───── Excerpted records

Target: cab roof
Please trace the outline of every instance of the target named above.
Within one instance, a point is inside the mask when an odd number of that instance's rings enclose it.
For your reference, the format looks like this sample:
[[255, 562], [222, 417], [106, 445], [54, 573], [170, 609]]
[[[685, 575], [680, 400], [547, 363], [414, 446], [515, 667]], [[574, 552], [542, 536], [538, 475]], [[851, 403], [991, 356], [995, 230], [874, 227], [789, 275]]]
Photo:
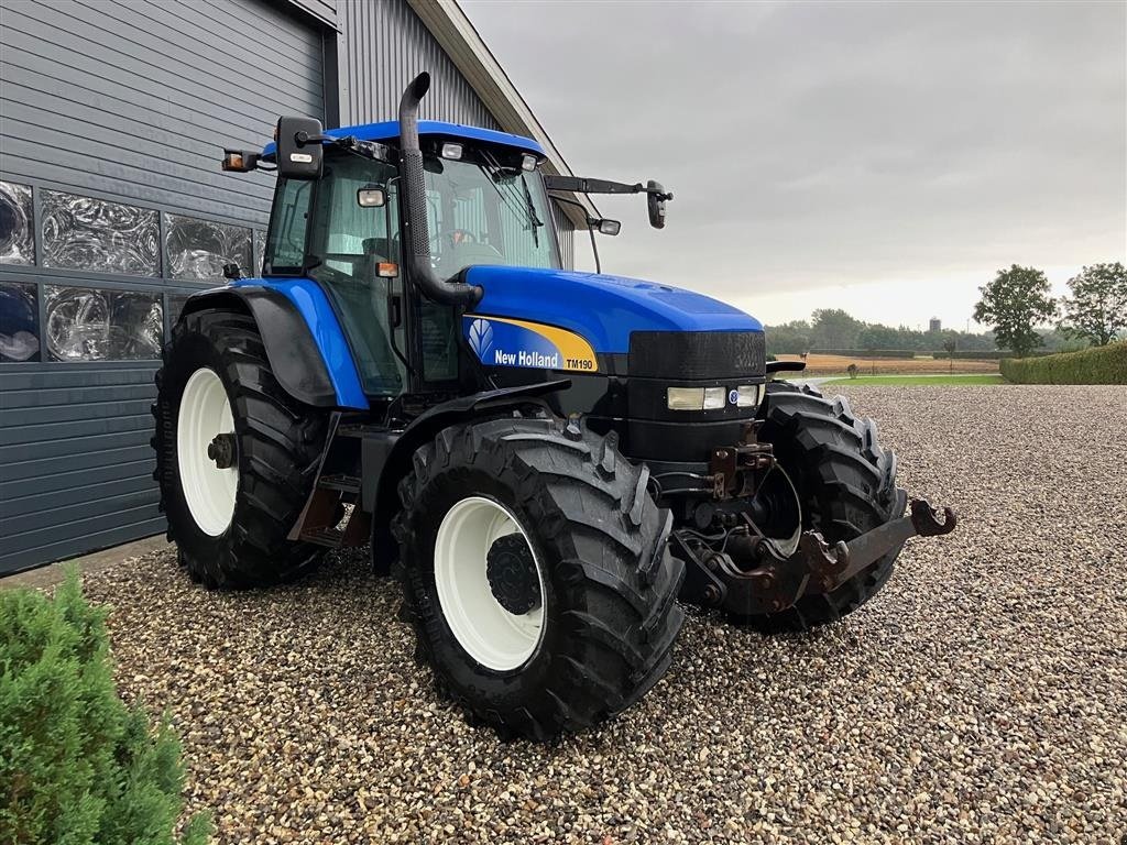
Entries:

──────────

→ **Problem to work on**:
Turn the records above into a JSON list of strings, with one string per line and blank lines skipped. Leave out any line that stands in for a picture.

→ **Task response**:
[
  "Target: cab roof",
  "Please trace the outline of every instance of the target named above.",
  "Within one instance, a point is inside the mask when an odd number of that instance's rings enclose it.",
  "For your reference, the format looks like this sample:",
  "[[255, 562], [222, 417], [106, 445], [54, 573], [170, 609]]",
  "[[[685, 575], [680, 400], [547, 363], [414, 446], [515, 667]], [[574, 552], [542, 536], [538, 475]], [[851, 403], [991, 356], [995, 230], [874, 227], [789, 275]]]",
  "Photo:",
  "Entries:"
]